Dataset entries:
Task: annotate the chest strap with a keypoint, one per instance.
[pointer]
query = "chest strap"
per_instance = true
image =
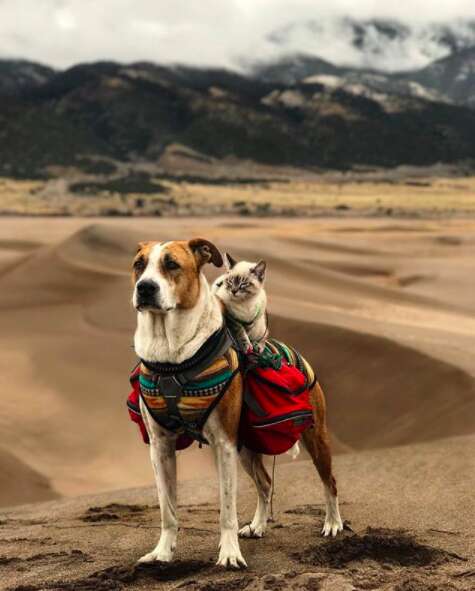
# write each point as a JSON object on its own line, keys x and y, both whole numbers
{"x": 172, "y": 378}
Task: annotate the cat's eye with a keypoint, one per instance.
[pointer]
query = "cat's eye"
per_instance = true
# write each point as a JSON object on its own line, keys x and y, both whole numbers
{"x": 171, "y": 265}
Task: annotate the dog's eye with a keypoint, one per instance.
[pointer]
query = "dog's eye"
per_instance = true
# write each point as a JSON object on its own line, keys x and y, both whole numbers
{"x": 139, "y": 265}
{"x": 171, "y": 265}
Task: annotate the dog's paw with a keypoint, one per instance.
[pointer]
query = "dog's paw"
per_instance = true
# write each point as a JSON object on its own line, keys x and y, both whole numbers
{"x": 251, "y": 531}
{"x": 332, "y": 525}
{"x": 231, "y": 560}
{"x": 229, "y": 552}
{"x": 156, "y": 556}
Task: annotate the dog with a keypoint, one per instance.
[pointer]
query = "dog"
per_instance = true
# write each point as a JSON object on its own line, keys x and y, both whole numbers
{"x": 176, "y": 315}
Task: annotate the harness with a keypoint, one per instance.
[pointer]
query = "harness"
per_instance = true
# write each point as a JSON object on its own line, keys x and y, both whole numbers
{"x": 180, "y": 397}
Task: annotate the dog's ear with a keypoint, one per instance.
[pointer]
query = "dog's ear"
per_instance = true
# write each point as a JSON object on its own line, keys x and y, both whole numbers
{"x": 143, "y": 244}
{"x": 205, "y": 252}
{"x": 260, "y": 270}
{"x": 229, "y": 262}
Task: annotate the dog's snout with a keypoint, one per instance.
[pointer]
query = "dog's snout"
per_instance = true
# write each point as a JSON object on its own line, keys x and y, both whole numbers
{"x": 146, "y": 288}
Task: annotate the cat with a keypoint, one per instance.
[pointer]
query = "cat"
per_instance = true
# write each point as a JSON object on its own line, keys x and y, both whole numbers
{"x": 241, "y": 291}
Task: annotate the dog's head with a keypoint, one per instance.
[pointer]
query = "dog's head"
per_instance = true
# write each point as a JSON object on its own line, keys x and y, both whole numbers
{"x": 166, "y": 275}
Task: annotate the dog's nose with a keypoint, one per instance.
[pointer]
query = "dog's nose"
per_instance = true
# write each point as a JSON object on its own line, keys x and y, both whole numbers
{"x": 146, "y": 288}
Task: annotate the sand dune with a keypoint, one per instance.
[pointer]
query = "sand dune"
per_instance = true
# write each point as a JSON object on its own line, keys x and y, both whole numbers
{"x": 402, "y": 533}
{"x": 393, "y": 354}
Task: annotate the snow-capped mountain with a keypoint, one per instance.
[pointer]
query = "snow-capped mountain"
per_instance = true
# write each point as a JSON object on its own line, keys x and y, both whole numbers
{"x": 377, "y": 44}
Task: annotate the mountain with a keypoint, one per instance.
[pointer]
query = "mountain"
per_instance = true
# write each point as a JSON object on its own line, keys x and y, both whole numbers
{"x": 19, "y": 75}
{"x": 133, "y": 112}
{"x": 453, "y": 76}
{"x": 382, "y": 44}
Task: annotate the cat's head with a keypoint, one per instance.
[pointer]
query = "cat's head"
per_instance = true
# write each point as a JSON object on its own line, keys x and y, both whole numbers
{"x": 242, "y": 279}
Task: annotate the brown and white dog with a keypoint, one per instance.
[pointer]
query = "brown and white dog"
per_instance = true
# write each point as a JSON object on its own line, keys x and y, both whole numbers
{"x": 177, "y": 313}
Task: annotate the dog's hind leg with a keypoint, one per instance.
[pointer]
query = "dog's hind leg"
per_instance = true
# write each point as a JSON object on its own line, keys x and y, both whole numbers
{"x": 254, "y": 466}
{"x": 163, "y": 456}
{"x": 317, "y": 443}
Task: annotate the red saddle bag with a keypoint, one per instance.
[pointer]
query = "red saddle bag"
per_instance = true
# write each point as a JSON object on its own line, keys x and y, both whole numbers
{"x": 276, "y": 408}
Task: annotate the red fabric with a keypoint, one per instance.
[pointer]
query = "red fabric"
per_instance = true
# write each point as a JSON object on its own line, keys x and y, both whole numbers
{"x": 182, "y": 441}
{"x": 276, "y": 409}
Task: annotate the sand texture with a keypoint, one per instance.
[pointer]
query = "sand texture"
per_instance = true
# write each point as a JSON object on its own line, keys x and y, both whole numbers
{"x": 385, "y": 311}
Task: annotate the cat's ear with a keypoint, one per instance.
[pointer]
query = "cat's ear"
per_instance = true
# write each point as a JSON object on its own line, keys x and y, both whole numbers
{"x": 259, "y": 270}
{"x": 229, "y": 262}
{"x": 205, "y": 252}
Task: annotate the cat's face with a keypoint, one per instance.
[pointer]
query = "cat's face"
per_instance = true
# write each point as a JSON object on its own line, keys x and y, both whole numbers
{"x": 243, "y": 279}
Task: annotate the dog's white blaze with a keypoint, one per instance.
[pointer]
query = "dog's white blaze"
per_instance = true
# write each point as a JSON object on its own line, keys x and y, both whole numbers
{"x": 166, "y": 297}
{"x": 174, "y": 334}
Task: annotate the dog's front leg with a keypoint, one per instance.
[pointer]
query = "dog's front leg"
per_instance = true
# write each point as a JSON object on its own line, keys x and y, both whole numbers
{"x": 226, "y": 456}
{"x": 163, "y": 456}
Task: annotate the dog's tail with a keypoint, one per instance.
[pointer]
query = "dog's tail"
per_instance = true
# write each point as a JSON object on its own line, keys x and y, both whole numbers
{"x": 294, "y": 451}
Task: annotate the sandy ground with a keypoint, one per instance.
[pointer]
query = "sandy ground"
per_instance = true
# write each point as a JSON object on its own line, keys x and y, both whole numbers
{"x": 383, "y": 308}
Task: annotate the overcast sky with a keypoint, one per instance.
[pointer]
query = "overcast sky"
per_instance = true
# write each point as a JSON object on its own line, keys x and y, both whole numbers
{"x": 198, "y": 32}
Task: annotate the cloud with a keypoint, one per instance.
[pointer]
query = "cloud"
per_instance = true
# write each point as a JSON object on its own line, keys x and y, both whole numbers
{"x": 208, "y": 32}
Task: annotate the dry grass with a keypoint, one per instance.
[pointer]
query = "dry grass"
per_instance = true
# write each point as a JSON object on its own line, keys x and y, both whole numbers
{"x": 424, "y": 196}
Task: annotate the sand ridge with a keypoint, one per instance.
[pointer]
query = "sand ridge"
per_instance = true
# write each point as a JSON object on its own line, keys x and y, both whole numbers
{"x": 393, "y": 356}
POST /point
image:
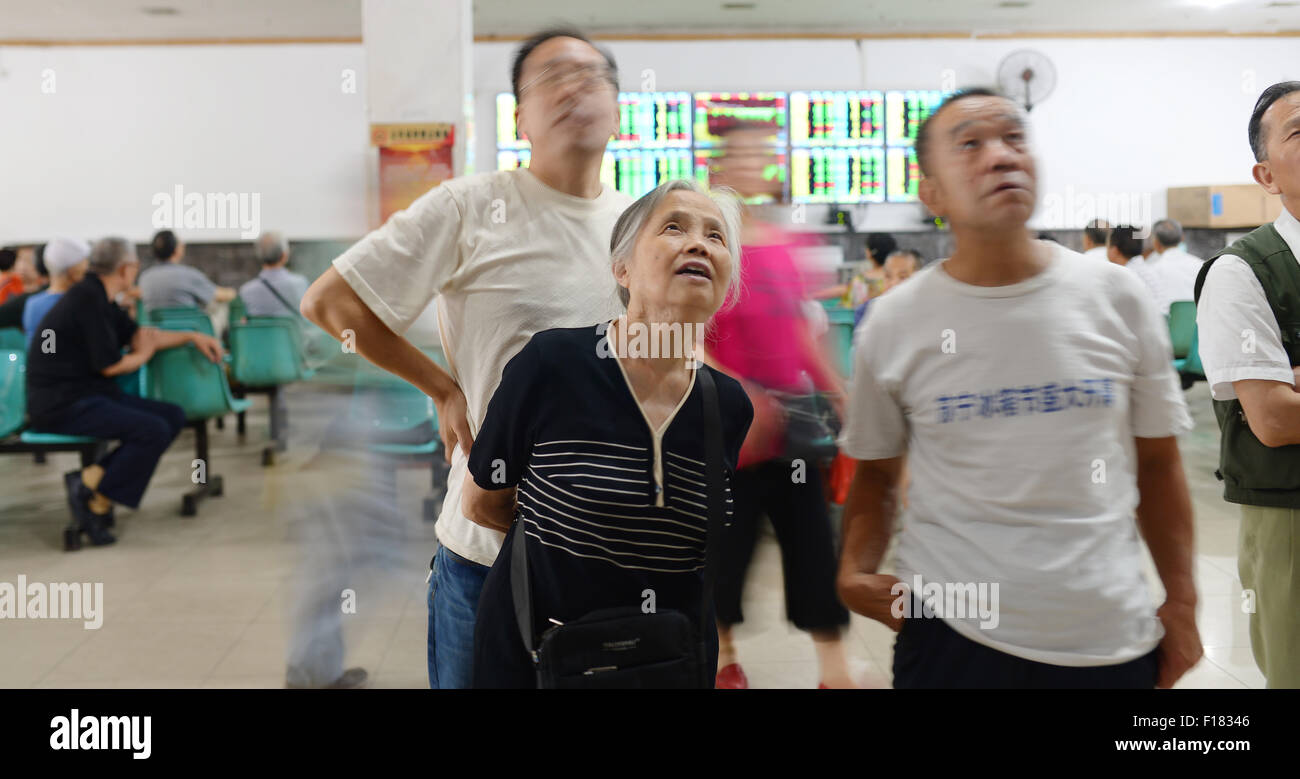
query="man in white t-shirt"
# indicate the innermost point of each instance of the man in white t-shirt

* What to work on
Determine the number of lines in the entries that hold the string "grass"; write that number and nothing else.

* Answer area
2